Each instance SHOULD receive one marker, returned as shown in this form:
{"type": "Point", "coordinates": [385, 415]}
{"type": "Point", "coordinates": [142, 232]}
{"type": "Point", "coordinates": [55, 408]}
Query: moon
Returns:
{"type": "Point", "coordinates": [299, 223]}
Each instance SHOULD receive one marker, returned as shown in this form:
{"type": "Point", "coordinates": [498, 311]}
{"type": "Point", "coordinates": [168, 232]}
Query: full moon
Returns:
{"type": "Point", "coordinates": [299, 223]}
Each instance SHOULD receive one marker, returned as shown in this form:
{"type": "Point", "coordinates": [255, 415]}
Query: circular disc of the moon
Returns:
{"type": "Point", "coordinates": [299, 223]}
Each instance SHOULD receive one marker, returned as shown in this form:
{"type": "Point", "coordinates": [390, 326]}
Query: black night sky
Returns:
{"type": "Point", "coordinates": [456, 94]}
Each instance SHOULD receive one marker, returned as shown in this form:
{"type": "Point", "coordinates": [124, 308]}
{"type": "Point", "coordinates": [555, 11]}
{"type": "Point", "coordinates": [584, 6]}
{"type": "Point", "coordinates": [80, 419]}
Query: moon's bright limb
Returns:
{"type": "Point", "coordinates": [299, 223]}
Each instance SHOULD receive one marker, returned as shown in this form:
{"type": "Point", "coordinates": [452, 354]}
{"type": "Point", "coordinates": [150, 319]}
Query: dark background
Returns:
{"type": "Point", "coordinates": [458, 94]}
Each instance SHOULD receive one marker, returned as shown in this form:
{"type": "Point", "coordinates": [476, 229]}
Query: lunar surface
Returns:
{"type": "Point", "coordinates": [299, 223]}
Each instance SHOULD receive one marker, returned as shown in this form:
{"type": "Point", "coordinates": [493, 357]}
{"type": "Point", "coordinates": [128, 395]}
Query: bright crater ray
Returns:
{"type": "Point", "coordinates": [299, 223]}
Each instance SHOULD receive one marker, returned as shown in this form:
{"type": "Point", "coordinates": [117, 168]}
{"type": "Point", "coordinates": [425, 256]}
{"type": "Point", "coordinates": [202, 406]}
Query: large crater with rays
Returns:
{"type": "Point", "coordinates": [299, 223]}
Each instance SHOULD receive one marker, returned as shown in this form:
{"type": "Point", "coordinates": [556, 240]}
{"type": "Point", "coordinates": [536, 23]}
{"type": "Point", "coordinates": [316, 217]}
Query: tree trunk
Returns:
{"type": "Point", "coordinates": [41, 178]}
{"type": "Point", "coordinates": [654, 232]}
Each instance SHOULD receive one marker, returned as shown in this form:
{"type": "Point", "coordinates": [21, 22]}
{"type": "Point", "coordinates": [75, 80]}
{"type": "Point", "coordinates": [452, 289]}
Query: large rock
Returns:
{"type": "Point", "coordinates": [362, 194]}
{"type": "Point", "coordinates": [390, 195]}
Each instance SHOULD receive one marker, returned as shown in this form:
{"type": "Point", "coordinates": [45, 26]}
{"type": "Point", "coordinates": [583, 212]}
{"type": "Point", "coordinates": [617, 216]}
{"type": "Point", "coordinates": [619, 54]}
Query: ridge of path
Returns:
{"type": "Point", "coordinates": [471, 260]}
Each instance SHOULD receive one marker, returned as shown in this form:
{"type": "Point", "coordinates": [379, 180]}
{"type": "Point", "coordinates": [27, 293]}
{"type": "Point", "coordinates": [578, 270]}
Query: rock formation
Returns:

- _WORK REQUIRED_
Copy all lines of the material above where the string "crater" occurs.

- _SOLVED EXERCISE_
Query: bright crater ray
Query: large crater with rays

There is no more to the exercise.